• **Provided text**
Tina Rosenberg, a Pulitzer prize-winning New York Times reporter, has penned successful books focusing on political activism in Latin America and post-communist Europe. Now she has joined the burgeoning group of journalists in search of the "big idea". In her case it is peer pressure and what she calls "social cure". Whether we are seeking to depose a dictator, encourage safe sex, improve public health or lose weight, we will succeed only if the people we know and respect are working with us. Top-down exhortations from the state or large corporations do not work.

She begins her journey in post-apartheid South Africa. The government there was appallingly lethargic about dealing with the HIV/Aids crisis. The campaigns that did exist were patronising and unsuccessful. Then an enterprising activist, Judi Nwokedi, came up with a campaign, loveLife, that was "positive, hip and fun". This, according to Rosenberg, plugged into the consumerist tendencies of a once-isolated country. If safe sex could be associated with fashion, music and youth culture - in other words, if behaviour could be changed by peer pressure - the campaign stood a chance of succeeding. And apparently it did, with new HIV infection rates falling - but only for those still in school. Once they left to lead a more atomised life, that pressure waned.

The most compelling passages in the book focus on the Serbian street-level protest group Otpor ('resistance'. Its members were not allowed to give speeches or to act like politicians. Instead it worked, suggests Rosenberg, only because its methods were so appealing to those who took part. It began as a bunch of students who set themselves one goal: to remove Slobodan Milosevic, using a mix of mockery, branding and determination. The author acutely and amusingly charts their tactics. Each time someone was imprisoned they would hold a festival of music, football and basketball outside the jail. Young men would vie to see how many times they could get arrested. On one day they inundated police stations around the country with offerings of cake. This presented the authorities with a dilemma - how to respond to an incessant bombardment of humour.

Rosenberg's message is that activism makes a difference only if people can associate with it, just as they associate with modern brands. Otpor died away after it achieved its immediate goal - Milosevic's demise. But I'm not sure what's new in this. In the former East Germany, for example, street protests began as bottom up, succeeding in their aims, only to see many of their original goals (a leftist democracy for their country) overtaken by unification with the west.

• **Assigned task 1**
Please answer these questions about the book review, one line each:
(a) What does Rosenberg call the idea she focuses on?
(b) Who came up with the loveLife campaign?
(c) What did Otpor members bring to police stations around the country on one day?
• **Assigned task 2**
Rewrite the book review starting at "Rosenberg's message is" and ending at "with the west.", swapping "demise" for "downfall".
• **Assigned task 3**
Write the next part of the book review, picking up after its last sentence.

• **Data excerpt**
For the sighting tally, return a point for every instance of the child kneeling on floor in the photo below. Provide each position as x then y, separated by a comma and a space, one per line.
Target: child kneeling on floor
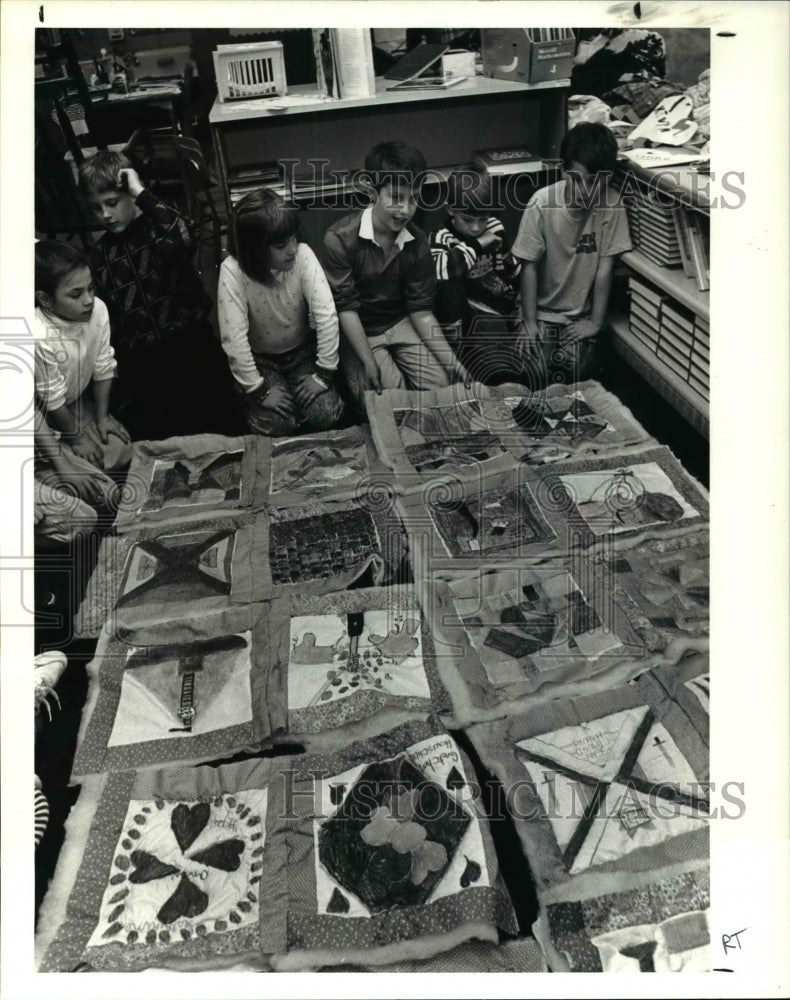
278, 322
74, 362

• **Your response 1**
(a) Social cure.
(b) Judi Nwokedi.
(c) Cake.

• **Your response 2**
Rosenberg's message is that activism makes a difference only if people can associate with it, just as they associate with modern brands. Otpor died away after it achieved its immediate goal - Milosevic's downfall. But I'm not sure what's new in this. In the former East Germany, for example, street protests began as bottom up, succeeding in their aims, only to see many of their original goals (a leftist democracy for their country) overtaken by unification with the west.

• **Your response 3**
The author also takes us to India, to a village near Jamkhed - a place so grim that medics from the local town tried not to visit. Two young Indian doctors, arriving there in 1970, realised that the issue was less the level of medical care, terrible though it was, and more the absence of public health education. Gradually people begin to help each other, through an awareness of the basics of hygiene, education and the treatment of women. This is heartwarming; but as with other examples, it does not break new ground.

Rosenberg then alights at Brixton mosque. She tells the story of its former leader Abdul Haqq Baker, whose combination of Salafist fundamentalist teaching and adherence to non-violence had a significant, palpable effect on the behaviour of young people attending the mosque. This is an interesting contribution to a debate that has seen the UK government deciding to target Islamist groups holding 'unBritish' beliefs. But again I see a shoehorning of argument.

The chapters on American social movements disappoint most. Rosenberg extols the virtue of 'social cure' in weight-loss and anti-smoking programmes. Of course it is laudable for communities to work together to wean people off unhealthy lifestyles ( an affliction predominantly linked to poverty). But the tone reflects some of the less appealing traits of middle-class liberalism - piety and conformism - in 'curing' those with undesirable habits.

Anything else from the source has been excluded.